**YOUR TASKS**
• 1. Rewrite the stretch of the Hudson River sewage passage from "Never, you say?" through "floating downstream.", putting "trousers" in place of "drawers".
• 2. Extend the passage on Albany's sewage and the Hudson River, starting right after its final sentence.

**SOURCE EXTRACT**
Never, you say? You’d never think of engaging in such a disgustingly
crude and irresponsibly polluting act.
Well, your unprocessed shit may be ending up in the river
a lot more often than you think, especially if you live in
one of the riverside municipalities that depend upon sewage
plants along the Hudson’s banks.
I’m sure I’ve shit in the Hudson many times over the years.
I never did it with intent or by dropping my drawers at river’s
edge. It might have been the result of forces outside of my
direct control, but it was my shit, nonetheless, that went
floating downstream.
So how is it that our shit gets rolling down the river without
our knowledge? Perhaps if we took a moment to follow the journey
of a typical turd through the Albany sewage system you’d have
a much better idea about how this might be possible.
We have to start first with water, for no turd will be going
anywhere without plenty of water to speed it along. Our local
sewage-treatment systems are dependent upon large amounts
of water. It has been estimated that for every ton of excrement
flushed it takes another 1,000 to 2,000 tons of water to propel
it along its waste-treatment journey.

**DATA SUPPLIED**
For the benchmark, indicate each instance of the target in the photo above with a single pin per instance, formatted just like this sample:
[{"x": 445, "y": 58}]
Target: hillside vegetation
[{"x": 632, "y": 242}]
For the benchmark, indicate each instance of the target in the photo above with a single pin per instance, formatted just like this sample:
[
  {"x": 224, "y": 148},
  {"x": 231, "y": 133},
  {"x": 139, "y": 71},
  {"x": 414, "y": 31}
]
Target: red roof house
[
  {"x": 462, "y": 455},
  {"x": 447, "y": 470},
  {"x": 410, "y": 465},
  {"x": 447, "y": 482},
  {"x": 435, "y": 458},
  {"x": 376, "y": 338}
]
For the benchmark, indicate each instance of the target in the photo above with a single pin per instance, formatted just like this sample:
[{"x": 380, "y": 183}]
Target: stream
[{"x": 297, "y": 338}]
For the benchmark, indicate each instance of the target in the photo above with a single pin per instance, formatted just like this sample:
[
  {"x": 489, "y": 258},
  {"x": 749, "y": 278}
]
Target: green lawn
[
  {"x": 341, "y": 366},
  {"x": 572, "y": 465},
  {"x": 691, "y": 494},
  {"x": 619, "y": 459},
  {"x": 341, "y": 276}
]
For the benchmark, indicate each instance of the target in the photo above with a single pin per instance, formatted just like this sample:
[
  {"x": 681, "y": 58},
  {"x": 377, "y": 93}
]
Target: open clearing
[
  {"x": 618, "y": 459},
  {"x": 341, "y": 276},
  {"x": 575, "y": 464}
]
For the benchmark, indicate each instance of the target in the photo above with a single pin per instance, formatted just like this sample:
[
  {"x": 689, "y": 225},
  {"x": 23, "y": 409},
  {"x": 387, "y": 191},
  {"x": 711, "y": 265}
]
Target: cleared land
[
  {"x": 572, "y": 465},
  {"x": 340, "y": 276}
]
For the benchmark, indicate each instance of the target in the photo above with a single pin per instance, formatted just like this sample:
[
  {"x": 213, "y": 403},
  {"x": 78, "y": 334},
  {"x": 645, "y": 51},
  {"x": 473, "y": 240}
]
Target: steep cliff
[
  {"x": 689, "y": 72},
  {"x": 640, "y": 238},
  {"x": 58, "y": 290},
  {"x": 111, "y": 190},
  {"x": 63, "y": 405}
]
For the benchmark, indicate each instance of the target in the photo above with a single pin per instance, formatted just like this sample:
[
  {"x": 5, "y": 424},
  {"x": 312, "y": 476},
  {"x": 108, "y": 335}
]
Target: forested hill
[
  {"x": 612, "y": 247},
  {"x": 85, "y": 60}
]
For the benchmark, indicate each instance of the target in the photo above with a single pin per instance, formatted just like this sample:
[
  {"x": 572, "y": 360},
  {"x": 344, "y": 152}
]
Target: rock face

---

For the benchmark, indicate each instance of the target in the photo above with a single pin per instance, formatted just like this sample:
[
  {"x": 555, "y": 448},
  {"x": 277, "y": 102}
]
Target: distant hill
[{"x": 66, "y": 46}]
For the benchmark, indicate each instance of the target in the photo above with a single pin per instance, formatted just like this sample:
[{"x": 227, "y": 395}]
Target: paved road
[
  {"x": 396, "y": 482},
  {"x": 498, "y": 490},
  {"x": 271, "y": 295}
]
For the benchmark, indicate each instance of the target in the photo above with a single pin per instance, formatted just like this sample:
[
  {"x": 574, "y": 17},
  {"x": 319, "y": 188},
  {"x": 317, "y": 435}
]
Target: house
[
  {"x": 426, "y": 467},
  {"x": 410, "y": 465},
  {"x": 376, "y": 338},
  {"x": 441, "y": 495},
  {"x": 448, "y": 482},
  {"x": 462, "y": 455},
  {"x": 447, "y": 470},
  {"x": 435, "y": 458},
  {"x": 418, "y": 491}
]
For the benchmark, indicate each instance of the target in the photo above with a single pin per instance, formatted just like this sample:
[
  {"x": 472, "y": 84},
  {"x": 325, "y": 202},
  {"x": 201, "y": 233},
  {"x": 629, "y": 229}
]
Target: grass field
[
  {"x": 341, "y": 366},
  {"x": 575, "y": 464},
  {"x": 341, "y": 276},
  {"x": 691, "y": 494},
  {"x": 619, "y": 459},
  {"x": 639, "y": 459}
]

**ANSWERS FOR THIS EXERCISE**
• 1.
Never, you say? You’d never think of engaging in such a disgustingly
crude and irresponsibly polluting act.
Well, your unprocessed shit may be ending up in the river
a lot more often than you think, especially if you live in
one of the riverside municipalities that depend upon sewage
plants along the Hudson’s banks.
I’m sure I’ve shit in the Hudson many times over the years.
I never did it with intent or by dropping my trousers at river’s
edge. It might have been the result of forces outside of my
direct control, but it was my shit, nonetheless, that went
floating downstream.

• 2.
The water that I use in my house is from the Alcove Reservoir,
a body of water that is located in the Town of Coeymans on
the Hannacroix Creek, a tributary that eventually flows into
the Hudson. It has recently been under heightened security
due to terrorist threats. This water travels more than 20
miles to fill my toilet’s reservoir for each flush. It’s strange
that we defend clean water against terrorists so we can defile
it with excrement.
Now, turds don’t just appear in thin air. Turds are made up
of that matter remaining after the body has processed food
into energy. They’re post-nutritional. They reflect the body’s
preferences and inefficiencies in utilizing food, resulting
in a rich mix of unused nutrients passing through our digestive
systems and out into the world. As much as 80 percent of this
human manure is water. The remaining matter contains up to
55 percent carbon, 5 to 7 percent nitrogen, 4 to 5 percent
calcium, 3 to 5 percent phosphorus and 1 to 2 percent potassium.
We shit this rich waste into a porcelain bowl filled with
water and spend millions of dollars trying to get it to disappear.
With each flush, I let loose about one-and-a-half-gallons
of water (though many U.S. toilets use up to 5 gallons). The
water rushes down the toilet, driving the turd along plumbing
that eventually leads through the front basement wall of my
house. There, it enters plastic piping and runs in a straight
line under my front yard and into the city sewer line, just
below the sidewalk.
When the turd leaves this plastic pipe and enters the city
sewer, it has left my jurisdiction in the sewer pipeline and
become the responsibility of the city-owned part of the system.
The turd then progresses across town, twisting and turning
through a maze of progressively larger pipes, heading east
toward the river.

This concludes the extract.